[Items listed in a dataset]

──────

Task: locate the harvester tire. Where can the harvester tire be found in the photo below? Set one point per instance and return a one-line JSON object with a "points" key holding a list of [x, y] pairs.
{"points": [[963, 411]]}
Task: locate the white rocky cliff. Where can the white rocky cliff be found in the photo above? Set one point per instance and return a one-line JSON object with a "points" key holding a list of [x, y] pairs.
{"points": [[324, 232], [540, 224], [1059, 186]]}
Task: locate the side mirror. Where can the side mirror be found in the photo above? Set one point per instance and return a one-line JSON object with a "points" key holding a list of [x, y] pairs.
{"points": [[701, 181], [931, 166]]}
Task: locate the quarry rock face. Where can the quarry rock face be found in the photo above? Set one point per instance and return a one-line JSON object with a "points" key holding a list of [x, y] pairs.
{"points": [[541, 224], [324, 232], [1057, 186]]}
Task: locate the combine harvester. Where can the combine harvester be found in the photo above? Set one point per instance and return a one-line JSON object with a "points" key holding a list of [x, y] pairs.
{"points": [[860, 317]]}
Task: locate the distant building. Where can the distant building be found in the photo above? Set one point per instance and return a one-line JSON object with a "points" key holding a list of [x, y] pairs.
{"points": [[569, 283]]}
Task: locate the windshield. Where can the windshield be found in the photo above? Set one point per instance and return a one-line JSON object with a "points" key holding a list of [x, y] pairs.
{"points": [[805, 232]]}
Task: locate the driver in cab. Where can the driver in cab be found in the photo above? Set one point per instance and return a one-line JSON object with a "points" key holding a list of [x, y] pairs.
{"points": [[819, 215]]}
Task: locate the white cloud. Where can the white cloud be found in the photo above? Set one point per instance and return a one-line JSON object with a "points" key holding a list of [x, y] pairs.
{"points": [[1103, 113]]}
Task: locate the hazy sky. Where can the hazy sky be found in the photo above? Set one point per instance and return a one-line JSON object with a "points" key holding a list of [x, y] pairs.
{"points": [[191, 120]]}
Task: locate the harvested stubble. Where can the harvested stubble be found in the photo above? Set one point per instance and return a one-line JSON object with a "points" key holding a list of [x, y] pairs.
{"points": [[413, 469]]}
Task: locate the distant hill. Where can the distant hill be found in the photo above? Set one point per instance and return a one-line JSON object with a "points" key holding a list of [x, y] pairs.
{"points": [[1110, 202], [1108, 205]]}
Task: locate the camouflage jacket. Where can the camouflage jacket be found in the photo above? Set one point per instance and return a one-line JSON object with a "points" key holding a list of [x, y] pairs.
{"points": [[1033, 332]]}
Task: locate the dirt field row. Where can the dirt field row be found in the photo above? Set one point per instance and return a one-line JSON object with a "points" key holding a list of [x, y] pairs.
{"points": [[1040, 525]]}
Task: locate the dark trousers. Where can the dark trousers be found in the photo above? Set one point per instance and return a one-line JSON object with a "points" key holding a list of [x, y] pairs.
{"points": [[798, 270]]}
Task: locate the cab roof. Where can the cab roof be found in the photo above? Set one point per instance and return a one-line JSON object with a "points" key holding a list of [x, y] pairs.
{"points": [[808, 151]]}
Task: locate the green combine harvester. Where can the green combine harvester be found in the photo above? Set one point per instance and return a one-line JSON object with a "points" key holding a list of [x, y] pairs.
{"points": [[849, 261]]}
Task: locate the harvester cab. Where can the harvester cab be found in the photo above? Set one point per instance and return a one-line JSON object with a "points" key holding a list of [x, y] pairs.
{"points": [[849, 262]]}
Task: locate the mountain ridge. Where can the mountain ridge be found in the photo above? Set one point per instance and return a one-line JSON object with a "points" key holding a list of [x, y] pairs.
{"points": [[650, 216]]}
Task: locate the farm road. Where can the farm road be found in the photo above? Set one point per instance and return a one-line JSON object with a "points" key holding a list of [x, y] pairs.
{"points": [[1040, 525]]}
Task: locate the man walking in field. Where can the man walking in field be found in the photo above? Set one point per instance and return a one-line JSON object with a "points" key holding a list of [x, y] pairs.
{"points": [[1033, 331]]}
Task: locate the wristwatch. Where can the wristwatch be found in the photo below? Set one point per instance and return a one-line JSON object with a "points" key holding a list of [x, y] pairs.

──────

§ **Task brief**: Reproduce every one of the records above, line for line and without changing a single character.

§ **Solution to the exercise**:
Task: locate the harvester tire. Where can the harvester tire be found in the photo below? Set one point per instance and return a one-line JSON object with a "points" key holding a list of [x, y] pairs.
{"points": [[963, 411]]}
Task: locate the white rocky cliff. Where can the white rocky cliff be found in the photo above? Set one point per instance and return a one-line JSON object with a "points" key holding a list of [x, y] pairs.
{"points": [[324, 232], [540, 224], [1059, 186]]}
Task: locate the side mirror. Where can the side mirror be found in the photo above? Set one point per instance and return a one-line JSON object with a "points" key holding a list of [x, y] pairs.
{"points": [[701, 181], [931, 166]]}
Task: locate the quarry rock face. Where can the quarry rock face be found in the photo above? Set one point per instance and return a one-line JSON object with a "points" key holding a list of [x, y] pairs.
{"points": [[541, 224], [324, 232], [1057, 186]]}
Task: locate the combine harvester. Where can the combine harvester be found in the photo above? Set one point per instance and return a one-line JSON object with a "points" key holding a list of [x, y] pairs.
{"points": [[860, 317]]}
Task: locate the distant building. Where can the distant building be found in the photo above? Set one point per instance and return a one-line JSON object with a "points" key holding a list of [x, y] pairs.
{"points": [[569, 283]]}
Task: locate the windshield. Where can the windshield be found in the photo above? Set one point per instance and return a one-line JSON object with a "points" key holding a list of [x, y] pairs.
{"points": [[805, 232]]}
Task: locate the driver in cab. Where can the driver in cab be found in the photo above? Set one point per instance and return a one-line JSON object with a "points" key holding a list of [x, y] pairs.
{"points": [[819, 215]]}
Task: locate the white cloud. Where can the white cloud be found in the photo above? Set one point per instance and return a one-line JSON object with a "points" key holding a list of [x, y] pairs.
{"points": [[1103, 113]]}
Task: locate the hazy sky. Where can the hazy sky be found in the photo above? Set one point per instance and return a one-line JSON object with a "points" key holding a list of [x, y] pairs.
{"points": [[191, 120]]}
Task: locate the harvested stubble. Where can the harvested stubble be found in the photo above? Set one point per instance and return a one-line JSON object with a "points" key holding a list of [x, y] pairs.
{"points": [[413, 469]]}
Task: locate the distant hill. Where can the distant hill be found in the photo above? Set one point per instance and return a one-line JSON object with a "points" key holding a list of [x, y] pairs.
{"points": [[1110, 202], [1108, 205]]}
Task: locate the camouflage jacket. Where can the camouflage jacket be found in the photo above? Set one point per instance and return a one-line JSON object with a "points" key holding a list of [x, y] pairs.
{"points": [[1033, 332]]}
Task: locate the dirt field row. Where can the dirt field row be found in the photo above? Set one point per instance and return a one-line JSON object with a "points" key holding a list of [x, y] pairs.
{"points": [[1040, 525]]}
Task: locate the dark trousers. Where can the dark trousers be found in the photo above? Set one point per instance and return a one-line JSON object with a "points" key holding a list of [x, y] pairs.
{"points": [[798, 270]]}
Task: locate the cab roof. Where can the cab roof be found in the photo above? Set one point per instance and return a one-line JSON object with a "points" key holding a list of [x, y] pairs.
{"points": [[808, 151]]}
Task: locate the green combine harvester. Where can the green combine harvester be found in the photo above? Set one point per instance and return a one-line JSON object with a "points" key holding a list of [x, y] pairs.
{"points": [[849, 261]]}
Task: locate the harvester cab. Where can the harvester cab be found in the photo above? Set one point per instance and return a one-line JSON object with a "points" key holding a list of [x, y] pairs.
{"points": [[849, 262]]}
Task: locate the mountain ridge. Where can the mountain ridge be found in the photo above? Set one point per instance and return a one-line JSON object with a "points" key holding a list of [x, y] pairs.
{"points": [[650, 216]]}
Task: locate the farm road. Where can the farm road be found in the photo above? Set one point per instance and return a one-line JSON object with a "points" key holding a list of [x, y] pairs.
{"points": [[1040, 525]]}
Task: locate the man walking in field. Where can the man walking in field be found in the photo above? Set one point per instance and return a one-line JSON object with a "points" key holding a list of [x, y] pairs.
{"points": [[1033, 331]]}
Task: locate the wristwatch. Where can the wristwatch be found in the photo below? Set one point per instance and return a one-line JSON object with a "points" key holding a list of [x, y] pairs.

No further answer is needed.